■ COMPITI
A: Elenca tutte le malattie e gli agenti patogeni nominati nell'articolo sull'aviaria.
B: Rispondi per favore a queste domande sull'articolo sull'aviaria:
(i) In quale paese è morta la donna colpita dal nuovo ceppo?
(ii) Grazie a quale tecnologia, secondo Pregliasco, i sieri potrebbero essere messi a punto con grande rapidità?
(iii) Quale alimento è sotto accusa nel caso del decesso?

La prima morte umana nel mondo causata dal nuovo ceppo di influenza aviaria A/H5N2 “ci deve preoccupare per non farci trovare impreparati come accaduto col Covid”. Ne è convinto Fabrizio Pregliasco, professore di Igiene all’Università degli Studi di Milano e direttore dell’IRCCS Ospedale Galeazzi – Sant’Ambrogio di Milano.
Sul caso della donna morta in Messico non c’è ancora chiarezza: “Da quello che emerge – osserva all’AGI Pregliasco – la vittima non aveva avuto contatti con animali infetti. E dunque potremmo trovarci di fronte a un contagio uomo – uomo”.
“La situazione potrebbe essere la punta di un iceberg e nascondere una diffusione più ampia a livello animale con il rischio di un possibile contagio”, spiega il virologo, secondo cui l’unica misura da prendere è quella della “sorveglianza epidemiologica che comprende anche l’eventuale copertura vaccinale per il personale a rischio”.
Ad oggi non esiste un vaccino per la nuova variante di aviaria che ha ucciso la donna in Messico, ma “grazie alla tecnologia ad mRna i sieri potrebbero essere messi a punto con grande rapidità”. Sotto accusa, nel caso del decesso, c’è il latte crudo: “La pastorizzazione del latte è fondamentale non solo per evitare malattie come l’aviaria, ma anche per non contrarre Salmonella o E. Coli”, avverte Pregliasco.

■ RIGHE FORNITE

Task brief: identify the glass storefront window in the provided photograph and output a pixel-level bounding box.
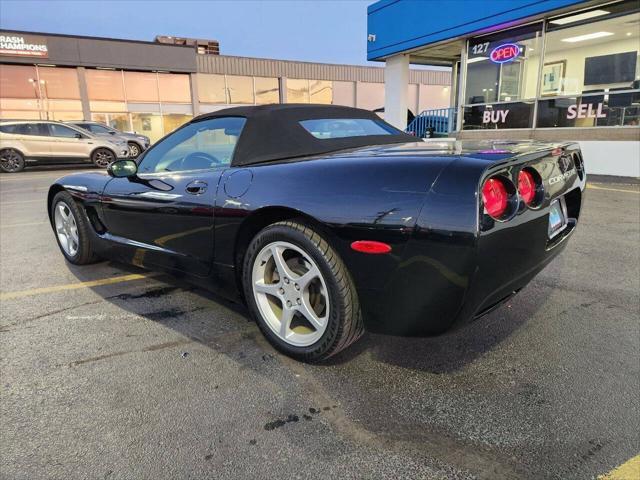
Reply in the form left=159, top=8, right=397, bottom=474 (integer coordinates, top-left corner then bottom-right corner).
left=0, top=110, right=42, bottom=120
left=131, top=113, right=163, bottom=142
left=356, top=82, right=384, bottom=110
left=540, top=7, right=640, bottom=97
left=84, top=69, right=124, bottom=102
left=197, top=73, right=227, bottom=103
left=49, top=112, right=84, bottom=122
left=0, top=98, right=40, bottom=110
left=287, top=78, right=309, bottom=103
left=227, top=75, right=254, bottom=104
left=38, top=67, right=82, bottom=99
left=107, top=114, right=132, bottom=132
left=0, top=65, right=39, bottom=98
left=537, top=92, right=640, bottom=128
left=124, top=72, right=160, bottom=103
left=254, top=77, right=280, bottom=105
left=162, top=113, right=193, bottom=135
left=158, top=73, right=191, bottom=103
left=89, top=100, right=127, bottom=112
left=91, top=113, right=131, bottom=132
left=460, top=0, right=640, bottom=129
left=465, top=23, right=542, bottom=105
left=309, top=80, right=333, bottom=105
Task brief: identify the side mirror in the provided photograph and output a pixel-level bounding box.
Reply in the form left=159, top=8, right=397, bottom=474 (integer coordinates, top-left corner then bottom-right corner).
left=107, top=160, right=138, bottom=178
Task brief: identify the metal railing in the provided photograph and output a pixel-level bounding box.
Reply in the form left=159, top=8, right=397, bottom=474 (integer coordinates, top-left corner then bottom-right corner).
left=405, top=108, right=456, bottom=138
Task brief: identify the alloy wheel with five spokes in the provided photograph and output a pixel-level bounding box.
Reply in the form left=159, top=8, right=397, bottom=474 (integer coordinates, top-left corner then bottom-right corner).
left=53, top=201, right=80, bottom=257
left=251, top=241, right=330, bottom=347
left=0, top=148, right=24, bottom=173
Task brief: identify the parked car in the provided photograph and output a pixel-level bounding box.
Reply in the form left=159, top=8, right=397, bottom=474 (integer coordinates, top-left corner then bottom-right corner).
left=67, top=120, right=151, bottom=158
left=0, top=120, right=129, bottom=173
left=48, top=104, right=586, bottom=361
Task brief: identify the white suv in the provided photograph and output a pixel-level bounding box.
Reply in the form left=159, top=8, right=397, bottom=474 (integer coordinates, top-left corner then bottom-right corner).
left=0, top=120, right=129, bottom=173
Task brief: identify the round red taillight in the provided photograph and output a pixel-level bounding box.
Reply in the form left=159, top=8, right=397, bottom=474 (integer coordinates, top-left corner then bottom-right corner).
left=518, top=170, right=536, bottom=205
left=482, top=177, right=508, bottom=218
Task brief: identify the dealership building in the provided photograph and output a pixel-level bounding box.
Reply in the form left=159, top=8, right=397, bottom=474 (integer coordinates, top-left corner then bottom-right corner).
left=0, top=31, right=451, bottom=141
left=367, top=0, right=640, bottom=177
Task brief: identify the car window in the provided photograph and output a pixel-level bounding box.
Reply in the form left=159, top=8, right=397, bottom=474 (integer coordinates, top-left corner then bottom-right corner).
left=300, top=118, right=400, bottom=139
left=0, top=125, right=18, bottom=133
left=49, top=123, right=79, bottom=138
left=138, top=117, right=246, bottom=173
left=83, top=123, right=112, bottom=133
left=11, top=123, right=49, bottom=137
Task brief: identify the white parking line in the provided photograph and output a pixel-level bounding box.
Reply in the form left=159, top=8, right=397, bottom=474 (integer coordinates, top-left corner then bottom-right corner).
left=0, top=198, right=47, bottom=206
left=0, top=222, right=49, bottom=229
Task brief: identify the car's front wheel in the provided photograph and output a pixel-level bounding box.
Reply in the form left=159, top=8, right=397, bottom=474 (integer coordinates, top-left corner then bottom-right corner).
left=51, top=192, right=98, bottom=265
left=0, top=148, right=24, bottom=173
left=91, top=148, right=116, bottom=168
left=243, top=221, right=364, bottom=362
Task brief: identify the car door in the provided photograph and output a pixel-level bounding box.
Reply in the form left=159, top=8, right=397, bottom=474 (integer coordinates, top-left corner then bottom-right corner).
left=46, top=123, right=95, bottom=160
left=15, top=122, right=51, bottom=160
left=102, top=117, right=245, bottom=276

■ SOLUZIONI
A:
Influenza aviaria A/H5N2
Covid
Salmonella
E. Coli

B:
(i) In Messico.
(ii) La tecnologia ad mRna.
(iii) Il latte crudo.